## Begin Text provided

Attaboy Media

Musings on assorted geekery by Luke Andrews when he's not writing at attaboy.ca.

    30 November
    Permalink

    Beautify your JavaScript in BBEdit

    BBEdit has nice tools built-in for formatting HTML and CSS into nice, hierarchically-indented blocks. It doesn’t do JavaScript though, which I often lament when I’m copying and pasting other people’s source code (or just my own lazily-written code).

    Enter the JavaScript beautifier written by Einars “elfz” Lielmanis. It works very well. But I’m lazy, and I don’t want to visit a web site every time I want to format some code. I want to press a shortcut key and have some highlighted code be instantly formatted. elfz has thoughtfully made the source code available, so the question is: how do you get BBEdit to talk to PHP?

    Luckily, OS X can run PHP as a shell script language. With a couple of extra lines of code tacked on the end, I was able to turn elfz’s script into a BBEdit-friendly “filter” which I can pass JavaScript through.

    #!/usr/bin/php
    <?php
    
    [...the beautifier code...]
    
    $BBEditInput = file_get_contents($argv[1]) or die($php_errormsg);
    print(js_beautify($BBEditInput));
    ?>
    

    Install said PHP file into ~/Library/Application Support/BBEdit/Unix Support/Unix Filters/ and then give it a keyboard shortcut (I chose Cmd-Ctrl-J since it wasn’t doing anything else yet).

    Yay! Nicely-formatted JavaScript at the stroke of a key.

    Update: the developer removed the PHP version in favour of a JavaScript version, which doesn’t work as a shell script without a lot of extra effort. Here’s the original PHP source code:

    #!/usr/bin/php
    <?php // $Id: beautify.php 37 2007-11-30 22:00:12Z einars $
    
    /*
    
    JS Beautifier
    
    (c) 2007, Einars "elfz" Lielmanis
    
    http://elfz.laacz.lv/beautify/
    
    
    You are free to use this in any way you want, in case you find this useful or working for you.
    
    Usage: 
        require('beautify.php'); 
        echo js_beautify($js_source_text);
    
    */
    
    error_reporting(E_ALL);
    ini_set('display_errors', 'on');
    
    
    $n = 1;
    define('IN_EXPR',          ++$n);
    define('IN_BLOCK',         ++$n);
    
    
    define('TK_UNKNOWN',       ++$n);
    define('TK_WORD',          ++$n);
    define('TK_START_EXPR',    ++$n);
    define('TK_END_EXPR',      ++$n);
    define('TK_START_BLOCK',   ++$n);
    define('TK_END_BLOCK',     ++$n);
    define('TK_END_COMMAND',   ++$n);
    define('TK_EOF',           ++$n);
    define('TK_STRING',        ++$n);
    
    define('TK_BLOCK_COMMENT', ++$n);
    define('TK_COMMENT',       ++$n);
    
    define('TK_OPERATOR',      ++$n);
    
    // internal flags
    define('PRINT_NONE',       ++$n);
    define('PRINT_SPACE',      ++$n);
    define('PRINT_NL',         ++$n);
    
    
    function js_beautify($js_source_text, $tab_size = 4)

## End Text provided
## Begin Provided information

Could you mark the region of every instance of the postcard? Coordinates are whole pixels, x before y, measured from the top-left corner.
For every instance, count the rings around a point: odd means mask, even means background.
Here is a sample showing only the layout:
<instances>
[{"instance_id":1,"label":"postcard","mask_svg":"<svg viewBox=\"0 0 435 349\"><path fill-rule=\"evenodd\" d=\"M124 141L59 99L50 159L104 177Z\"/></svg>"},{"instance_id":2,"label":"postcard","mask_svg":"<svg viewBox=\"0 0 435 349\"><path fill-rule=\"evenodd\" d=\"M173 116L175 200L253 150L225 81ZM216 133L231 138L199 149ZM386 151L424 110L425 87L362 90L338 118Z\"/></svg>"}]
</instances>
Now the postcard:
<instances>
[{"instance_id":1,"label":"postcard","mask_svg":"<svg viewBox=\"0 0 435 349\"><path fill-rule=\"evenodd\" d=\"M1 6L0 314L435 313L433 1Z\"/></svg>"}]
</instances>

## End Provided information

**Stated goal**
In the BBEdit JavaScript beautifier post, which constants are defined under the "// internal flags" comment in the original PHP source code?

**Written response**
PRINT_NONE, PRINT_SPACE, PRINT_NL